Dataset =
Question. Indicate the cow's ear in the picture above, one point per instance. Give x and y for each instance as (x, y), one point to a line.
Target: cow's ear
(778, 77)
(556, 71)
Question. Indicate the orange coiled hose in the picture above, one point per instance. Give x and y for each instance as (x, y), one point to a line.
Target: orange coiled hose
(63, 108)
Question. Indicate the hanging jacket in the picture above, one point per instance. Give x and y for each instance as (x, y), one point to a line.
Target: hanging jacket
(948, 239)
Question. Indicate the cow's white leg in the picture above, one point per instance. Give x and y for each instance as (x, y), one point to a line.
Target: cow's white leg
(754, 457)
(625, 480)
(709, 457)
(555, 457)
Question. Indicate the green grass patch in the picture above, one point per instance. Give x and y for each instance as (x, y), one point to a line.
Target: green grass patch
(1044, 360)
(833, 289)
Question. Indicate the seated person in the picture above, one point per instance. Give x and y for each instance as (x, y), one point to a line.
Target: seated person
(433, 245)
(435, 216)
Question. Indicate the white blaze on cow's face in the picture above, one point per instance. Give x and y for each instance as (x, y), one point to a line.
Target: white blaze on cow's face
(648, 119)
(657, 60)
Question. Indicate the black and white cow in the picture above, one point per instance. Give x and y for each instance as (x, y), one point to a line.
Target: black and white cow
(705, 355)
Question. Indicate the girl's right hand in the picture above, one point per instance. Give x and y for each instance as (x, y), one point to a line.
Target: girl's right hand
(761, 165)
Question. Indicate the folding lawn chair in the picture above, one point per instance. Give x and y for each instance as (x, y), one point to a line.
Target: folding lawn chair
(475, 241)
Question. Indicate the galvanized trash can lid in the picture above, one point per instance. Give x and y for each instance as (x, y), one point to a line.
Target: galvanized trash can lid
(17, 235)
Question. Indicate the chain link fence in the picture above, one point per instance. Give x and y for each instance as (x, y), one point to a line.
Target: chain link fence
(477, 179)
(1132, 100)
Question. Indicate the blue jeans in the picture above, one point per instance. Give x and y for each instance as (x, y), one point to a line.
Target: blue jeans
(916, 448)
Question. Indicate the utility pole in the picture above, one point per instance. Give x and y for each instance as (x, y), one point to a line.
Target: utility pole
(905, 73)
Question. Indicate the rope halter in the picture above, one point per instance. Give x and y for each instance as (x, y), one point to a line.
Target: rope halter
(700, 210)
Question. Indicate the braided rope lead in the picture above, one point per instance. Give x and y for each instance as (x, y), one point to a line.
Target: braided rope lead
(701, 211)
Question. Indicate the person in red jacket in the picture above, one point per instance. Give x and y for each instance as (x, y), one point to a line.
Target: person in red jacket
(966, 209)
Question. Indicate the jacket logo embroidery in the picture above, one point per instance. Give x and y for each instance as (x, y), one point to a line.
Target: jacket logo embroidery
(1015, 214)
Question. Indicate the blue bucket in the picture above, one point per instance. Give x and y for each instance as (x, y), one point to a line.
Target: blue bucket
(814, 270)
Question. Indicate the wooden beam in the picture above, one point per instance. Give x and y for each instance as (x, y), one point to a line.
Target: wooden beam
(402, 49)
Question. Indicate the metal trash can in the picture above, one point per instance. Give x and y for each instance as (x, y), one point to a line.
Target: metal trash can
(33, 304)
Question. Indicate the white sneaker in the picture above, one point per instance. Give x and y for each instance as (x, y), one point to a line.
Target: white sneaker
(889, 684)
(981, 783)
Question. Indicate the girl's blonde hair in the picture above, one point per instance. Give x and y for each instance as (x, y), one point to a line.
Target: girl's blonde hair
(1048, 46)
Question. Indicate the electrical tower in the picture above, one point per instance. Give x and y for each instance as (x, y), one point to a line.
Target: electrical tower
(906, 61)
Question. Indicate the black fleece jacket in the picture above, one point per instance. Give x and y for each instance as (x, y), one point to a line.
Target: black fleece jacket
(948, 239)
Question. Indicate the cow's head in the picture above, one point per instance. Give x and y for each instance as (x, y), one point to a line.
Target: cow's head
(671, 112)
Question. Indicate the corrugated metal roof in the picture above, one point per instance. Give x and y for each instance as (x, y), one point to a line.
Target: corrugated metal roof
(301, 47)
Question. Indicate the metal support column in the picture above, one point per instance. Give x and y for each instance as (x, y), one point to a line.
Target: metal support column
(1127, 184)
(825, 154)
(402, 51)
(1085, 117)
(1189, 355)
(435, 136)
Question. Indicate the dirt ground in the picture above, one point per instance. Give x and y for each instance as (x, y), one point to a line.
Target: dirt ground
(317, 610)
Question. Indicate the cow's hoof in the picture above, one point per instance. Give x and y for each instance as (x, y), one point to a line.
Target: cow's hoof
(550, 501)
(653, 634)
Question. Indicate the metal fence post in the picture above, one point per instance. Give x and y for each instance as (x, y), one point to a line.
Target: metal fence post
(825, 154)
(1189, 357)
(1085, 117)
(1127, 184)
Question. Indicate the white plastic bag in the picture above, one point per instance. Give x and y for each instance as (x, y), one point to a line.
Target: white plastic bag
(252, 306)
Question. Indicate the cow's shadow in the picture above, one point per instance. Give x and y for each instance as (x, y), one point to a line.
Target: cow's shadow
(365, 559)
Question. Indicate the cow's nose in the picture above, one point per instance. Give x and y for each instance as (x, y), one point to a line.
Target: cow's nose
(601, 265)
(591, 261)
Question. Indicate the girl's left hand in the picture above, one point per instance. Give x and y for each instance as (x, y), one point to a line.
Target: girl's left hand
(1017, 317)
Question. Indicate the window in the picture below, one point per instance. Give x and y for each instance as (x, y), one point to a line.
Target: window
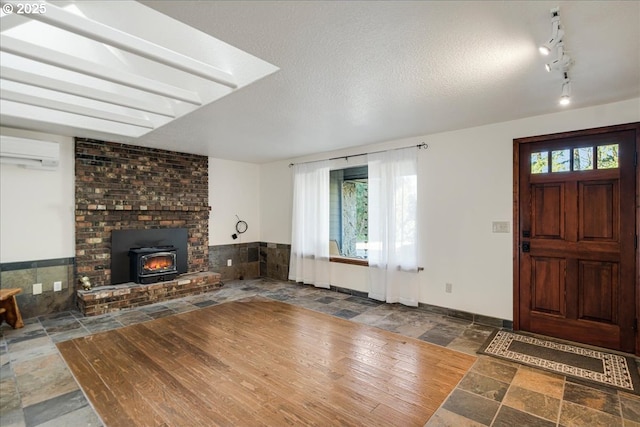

What is required =
Locate every line in the records above that contains the word "grass" and copy each of those lines in full.

The completed task =
Question. Indicate the green grass patch in the picture above, one point per instance. Give x and y for each instance as (x, y), one point to a line.
Target: green grass patch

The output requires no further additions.